--- Alıntı metin ---
Kur’ân mucizdir. Yàni harikadır, olağanüstüdür, fevkalâde hikmetleri vardır. Ayrıca Kur’ân en kısa hacimde en ziyâde öğüt veren kitaptır. Bu durum hem mushaf olarak hem yegan yegan âyet-i celîler için geçerlidir.
Meselâ bu yazımda sizlere öyle bir ayetten bahsedeceğim ki, tek başına adam olmayı öğretiyor. Yàni bu àyetin icabatını yerine getirebilen birinin kimse ne insâniyetine ne de Müslümanlığına laf edemez. Ve daha önemlisi, Allah indinde makbul kullardan olur, rızasını kazanır Yaradanın.
Muhterem okurlarım misâl olarak seçtiğim âyet-i celîle Bakara Sûresi’nin 177’nci àyetidir. Bu àyet için müfessirler “birr àyeti” de diyorlar. Ve Kur’ân’ın kapsayıcılığı en geniş olan àyeti olduğunda hemfikirler.
O hâlde àyetin meâli ile başlayalım. Hasan Basri Çantay Meâlinde,
“(Namazda) yüzlerinizi doğu ve batı yönüne döndürmeniz; birr (taat bu) değildir. Fakat birr, Allaha, âhiret gününe, meleklere, Kitaba ve peygamberlere îman eden, malı(nı Allah) sevgisiyle (yahud: mala olan sevgisine rağmen) akrabaye, yetimlere, yoksullara, yol oğluna (Yolda kalmış müsâfırlere), dilenenlere ve köle ve esirler(i kurtârmıy)a veren, namazı(nı) dosdoğru kılan, zekâtı(nı) veren (kimselerin), ahidleşdikleri zaman sözlerini yerine getirenler(in), sıkıntıda ve hastalıkda ve muhaarebenin kızışdığı zamanlarda sabr-u metanet gösterenler(in birridir). Onlar (yok mu? îmanlarında ve birr-ü taat iddiasında) sâdık olanlar onlardır ve onlar takvaya erenlerin de ta kendileridir” şeklinde tercüme edilmiştir âyet-i celîle.
---
## [Yönergeler]
1/ Birr âyeti üzerine yazıda "Meselâ bu yazımda" ifadesini içeren sözlerle açılıp "àyeti olduğunda hemfikirler." ile kapanan kısmı hiç değiştirmeden tekrar yazın.
2/ Bakara Sûresi'nin 177. âyetini anlatan yazıyı, gösterilen son cümleden sonra devam ettirin.
--- Kayıtlı veriler ---
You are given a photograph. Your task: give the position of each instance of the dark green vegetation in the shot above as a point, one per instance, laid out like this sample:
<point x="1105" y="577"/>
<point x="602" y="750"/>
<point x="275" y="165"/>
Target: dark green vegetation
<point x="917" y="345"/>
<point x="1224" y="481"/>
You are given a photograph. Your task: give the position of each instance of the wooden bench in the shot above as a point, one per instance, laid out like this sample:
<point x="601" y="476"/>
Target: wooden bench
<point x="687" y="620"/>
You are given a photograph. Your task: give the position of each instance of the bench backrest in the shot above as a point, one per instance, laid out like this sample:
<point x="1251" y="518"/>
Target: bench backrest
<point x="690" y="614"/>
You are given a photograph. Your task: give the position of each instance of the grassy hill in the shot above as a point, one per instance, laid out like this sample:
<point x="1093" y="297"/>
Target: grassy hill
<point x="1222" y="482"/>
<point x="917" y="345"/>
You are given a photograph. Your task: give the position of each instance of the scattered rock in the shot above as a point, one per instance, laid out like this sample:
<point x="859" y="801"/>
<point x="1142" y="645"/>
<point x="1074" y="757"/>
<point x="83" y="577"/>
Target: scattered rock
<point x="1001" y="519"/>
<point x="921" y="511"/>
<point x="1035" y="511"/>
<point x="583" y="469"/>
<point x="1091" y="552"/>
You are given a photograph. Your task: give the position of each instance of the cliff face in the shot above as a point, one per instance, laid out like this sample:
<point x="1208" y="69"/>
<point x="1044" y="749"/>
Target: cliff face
---
## [Yanıtlar]
1/
Meselâ bu yazımda sizlere öyle bir ayetten bahsedeceğim ki, tek başına adam olmayı öğretiyor. Yàni bu àyetin icabatını yerine getirebilen birinin kimse ne insâniyetine ne de Müslümanlığına laf edemez. Ve daha önemlisi, Allah indinde makbul kullardan olur, rızasını kazanır Yaradanın.
Muhterem okurlarım misâl olarak seçtiğim âyet-i celîle Bakara Sûresi’nin 177’nci àyetidir. Bu àyet için müfessirler “birr àyeti” de diyorlar. Ve Kur’ân’ın kapsayıcılığı en geniş olan àyeti olduğunda hemfikirler.

2/
Meâli okurken, “esirleri kurtarmak” bahsinde yalnız savaş esirlerini değil, birinden aldığı borçla esir veya nefsinin esiri olanlar da geldi aklıma. Demek ki “başta âlimler, sonra biz ukalâlar, ne kadar şerh etsek, Peygamberimizin (s.a.v) ifadesiyle “bu kitabın tefsirine doyulmaz” dedim.
Tefsir ede ede öyle bir an gelir ki, insâniyetin bütün cüzlerini bir àyetin bile tek başına muhtevi olduğunu görür, imanımızı kuvvetlendiririz. Tabi görürüz derken “akıl sahipleri”ni kasdettiğimizi söylemek zahid olur.
Muhterem okurlarım, imdi bu ididayı isbat sadedinde TDV İslâm Ansiklopedisi’nden iktibas ettiğim açıklamayı da arzedeyim ki, âyet-i celîlenin tek başına insâniyeti nasıl kuşattığı iyice anlaşılsın.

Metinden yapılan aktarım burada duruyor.